Records shown ▸
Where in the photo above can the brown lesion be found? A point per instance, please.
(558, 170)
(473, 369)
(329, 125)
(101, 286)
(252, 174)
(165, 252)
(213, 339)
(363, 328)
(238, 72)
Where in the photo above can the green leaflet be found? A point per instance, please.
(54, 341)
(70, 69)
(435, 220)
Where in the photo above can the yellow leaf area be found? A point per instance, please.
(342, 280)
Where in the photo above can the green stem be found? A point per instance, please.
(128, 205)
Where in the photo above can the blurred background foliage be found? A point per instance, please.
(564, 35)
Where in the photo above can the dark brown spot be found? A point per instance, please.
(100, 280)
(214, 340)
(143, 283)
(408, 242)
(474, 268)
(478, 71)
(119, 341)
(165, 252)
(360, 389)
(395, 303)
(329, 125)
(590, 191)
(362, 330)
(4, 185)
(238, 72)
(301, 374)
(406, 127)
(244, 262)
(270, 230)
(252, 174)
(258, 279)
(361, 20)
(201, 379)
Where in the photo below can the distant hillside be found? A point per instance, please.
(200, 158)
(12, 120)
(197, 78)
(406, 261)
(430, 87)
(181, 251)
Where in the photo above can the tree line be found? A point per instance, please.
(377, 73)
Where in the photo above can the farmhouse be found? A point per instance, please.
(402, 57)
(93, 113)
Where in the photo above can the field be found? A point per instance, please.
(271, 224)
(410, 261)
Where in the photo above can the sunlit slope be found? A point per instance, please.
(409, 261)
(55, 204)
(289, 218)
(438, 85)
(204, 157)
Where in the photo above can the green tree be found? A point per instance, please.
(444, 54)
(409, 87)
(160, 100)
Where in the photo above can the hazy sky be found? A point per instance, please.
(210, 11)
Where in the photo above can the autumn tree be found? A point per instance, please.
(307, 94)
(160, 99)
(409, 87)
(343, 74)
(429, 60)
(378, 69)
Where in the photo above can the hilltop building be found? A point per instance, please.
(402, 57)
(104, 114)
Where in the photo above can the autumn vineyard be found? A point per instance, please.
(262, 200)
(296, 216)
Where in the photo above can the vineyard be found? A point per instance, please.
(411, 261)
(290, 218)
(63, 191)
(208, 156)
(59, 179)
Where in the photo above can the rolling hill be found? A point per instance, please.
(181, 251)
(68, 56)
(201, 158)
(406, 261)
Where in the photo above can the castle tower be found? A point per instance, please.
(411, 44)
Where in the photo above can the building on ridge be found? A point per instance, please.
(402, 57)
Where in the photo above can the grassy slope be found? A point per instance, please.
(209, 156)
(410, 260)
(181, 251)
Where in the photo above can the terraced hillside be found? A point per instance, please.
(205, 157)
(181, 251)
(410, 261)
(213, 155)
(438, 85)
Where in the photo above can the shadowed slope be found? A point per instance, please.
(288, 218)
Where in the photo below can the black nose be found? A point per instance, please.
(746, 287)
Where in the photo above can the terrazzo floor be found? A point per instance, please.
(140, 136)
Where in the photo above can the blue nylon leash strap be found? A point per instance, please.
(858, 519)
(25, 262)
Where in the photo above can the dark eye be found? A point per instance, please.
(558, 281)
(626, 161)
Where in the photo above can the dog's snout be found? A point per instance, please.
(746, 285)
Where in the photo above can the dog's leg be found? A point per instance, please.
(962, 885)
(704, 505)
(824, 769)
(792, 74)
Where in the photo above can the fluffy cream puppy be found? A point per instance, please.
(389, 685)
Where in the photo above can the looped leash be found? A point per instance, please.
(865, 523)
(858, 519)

Exercise objective ▸
Copy out the entries word for word, starting with the line that contains "Where in the photo above can the fluffy" and continuing through the final line of the entries.

Task answer ▸
Where in the photo above can the fluffy cream puppy be found? A point per instance, please.
(389, 685)
Where in the photo above can the looped leash be found? A point per instance, please.
(865, 523)
(858, 519)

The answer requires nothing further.